§ **Reading passage**:
The Internet Abhors Boredom


As a kid, one got bored very easily. Especially during summer vacation in Delhi, when it was boiling hot outside which meant going out to play was not an option for much of the day. There was only Doordarshan on TV, and even that started at 6 and had horribly uninteresting programs, except for the cartoons on Sunday! The playing outside part aside, I guess life must have been pretty much the same for adults as well back then.

Fast forward to today and you have 24x7 TV channels: even if none of them has anything worth watching, you can keep surfing endlessly through the channels. There’s also the Internet which offers even more variety than TV. And smartphones have brought the endless stuff of the Internet to your fingertips even when you are stuck in traffic. And that pretty much means the end of boredom. Which should be a good thing: after all, who wants to be bored, right?

I sure thought so, which is why I found Clay Shirky’s comment interesting:
“It was only later that I realized the value of being bored was actually pretty high. Being bored is a kind of diagnostic for the gap between what you might be interested in and your current environment. But now it is an act of significant discipline to say, “I’m going to stare out the window. I’m going to schedule some time to stare out the window.”

Adding to Shirky, Nick Carr wrote:
“We don't like being bored because boredom is the absence of engaging stimulus, but boredom is valuable because it requires us to fill that absence out of our own resources, which is process of discovery, of doors opening. The pain of boredom is a spur to action, but because it's pain we're happy to avoid it. Gadgetry means never having to feel that pain, or that spur. The web expands to fill all boredom. That's dangerous for everyone, but particularly so for kids, who, without boredom's spur, may never discover what in themselves or in their surroundings is most deeply engaging to them. Perpetual boredom is an unattractive state. So is perpetual nonboredom.”

Huh, I never thought of boredom that way! But what Shirky and Carr say is true, isn’t it?

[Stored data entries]
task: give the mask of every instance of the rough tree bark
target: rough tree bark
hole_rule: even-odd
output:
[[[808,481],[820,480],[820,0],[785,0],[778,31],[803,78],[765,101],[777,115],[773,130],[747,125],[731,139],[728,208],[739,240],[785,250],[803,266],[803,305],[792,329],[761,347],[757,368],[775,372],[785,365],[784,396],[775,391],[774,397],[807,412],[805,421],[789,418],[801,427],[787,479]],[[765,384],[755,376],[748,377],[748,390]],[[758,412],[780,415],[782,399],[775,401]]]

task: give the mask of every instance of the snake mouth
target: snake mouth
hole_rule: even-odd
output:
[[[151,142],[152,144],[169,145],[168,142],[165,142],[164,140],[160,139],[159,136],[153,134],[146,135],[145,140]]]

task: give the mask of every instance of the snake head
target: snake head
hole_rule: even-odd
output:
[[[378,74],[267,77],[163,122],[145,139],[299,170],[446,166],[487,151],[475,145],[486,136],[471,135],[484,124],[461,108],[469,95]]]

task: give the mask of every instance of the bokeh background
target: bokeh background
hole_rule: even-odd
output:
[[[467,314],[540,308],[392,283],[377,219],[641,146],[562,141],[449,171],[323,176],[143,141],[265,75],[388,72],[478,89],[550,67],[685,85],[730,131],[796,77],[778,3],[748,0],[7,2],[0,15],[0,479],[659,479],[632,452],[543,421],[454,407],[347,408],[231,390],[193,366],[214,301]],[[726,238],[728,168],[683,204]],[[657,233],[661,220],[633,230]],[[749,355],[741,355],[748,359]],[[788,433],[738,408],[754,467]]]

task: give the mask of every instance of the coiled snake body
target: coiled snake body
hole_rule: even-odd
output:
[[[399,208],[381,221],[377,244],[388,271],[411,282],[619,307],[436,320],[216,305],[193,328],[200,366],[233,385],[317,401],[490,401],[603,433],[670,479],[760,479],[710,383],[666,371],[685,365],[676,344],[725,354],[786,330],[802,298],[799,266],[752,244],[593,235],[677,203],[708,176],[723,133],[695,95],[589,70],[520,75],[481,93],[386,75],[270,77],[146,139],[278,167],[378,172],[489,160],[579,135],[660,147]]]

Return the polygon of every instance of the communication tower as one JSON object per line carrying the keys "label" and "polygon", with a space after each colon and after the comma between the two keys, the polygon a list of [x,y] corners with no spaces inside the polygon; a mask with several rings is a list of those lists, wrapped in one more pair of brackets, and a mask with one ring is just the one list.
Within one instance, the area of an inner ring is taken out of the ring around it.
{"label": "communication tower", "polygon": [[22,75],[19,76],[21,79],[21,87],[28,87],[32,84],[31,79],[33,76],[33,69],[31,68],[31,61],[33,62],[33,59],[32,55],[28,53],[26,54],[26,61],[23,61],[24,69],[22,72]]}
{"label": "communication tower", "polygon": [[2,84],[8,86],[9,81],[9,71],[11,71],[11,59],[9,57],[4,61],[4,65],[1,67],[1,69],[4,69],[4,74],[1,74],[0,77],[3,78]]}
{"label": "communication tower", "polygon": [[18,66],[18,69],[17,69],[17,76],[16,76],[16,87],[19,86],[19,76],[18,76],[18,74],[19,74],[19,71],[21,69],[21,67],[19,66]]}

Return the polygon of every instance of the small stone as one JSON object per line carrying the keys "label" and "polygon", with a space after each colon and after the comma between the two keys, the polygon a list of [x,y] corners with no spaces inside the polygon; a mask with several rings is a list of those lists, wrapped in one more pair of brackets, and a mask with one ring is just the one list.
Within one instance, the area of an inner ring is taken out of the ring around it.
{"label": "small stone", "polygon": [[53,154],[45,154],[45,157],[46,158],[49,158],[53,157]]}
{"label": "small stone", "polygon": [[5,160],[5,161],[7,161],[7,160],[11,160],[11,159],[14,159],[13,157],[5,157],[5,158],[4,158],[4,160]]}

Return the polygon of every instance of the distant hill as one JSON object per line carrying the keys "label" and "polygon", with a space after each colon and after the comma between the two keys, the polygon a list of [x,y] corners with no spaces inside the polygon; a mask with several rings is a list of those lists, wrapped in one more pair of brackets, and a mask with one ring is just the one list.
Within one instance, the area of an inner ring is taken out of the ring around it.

§ **Directions**:
1. In the paragraph of the boredom essay that begins "Fast forward to today," which things are named as offering endless content?
2. Extract the stretch of the boredom essay from "Adding to Shirky, Nick" through "true, isn’t it?".

§ **Answers for the exercise**:
1.
- 24x7 TV channels
- the Internet
- smartphones

2.
Adding to Shirky, Nick Carr wrote:
“We don't like being bored because boredom is the absence of engaging stimulus, but boredom is valuable because it requires us to fill that absence out of our own resources, which is process of discovery, of doors opening. The pain of boredom is a spur to action, but because it's pain we're happy to avoid it. Gadgetry means never having to feel that pain, or that spur. The web expands to fill all boredom. That's dangerous for everyone, but particularly so for kids, who, without boredom's spur, may never discover what in themselves or in their surroundings is most deeply engaging to them. Perpetual boredom is an unattractive state. So is perpetual nonboredom.”

Huh, I never thought of boredom that way! But what Shirky and Carr say is true, isn’t it?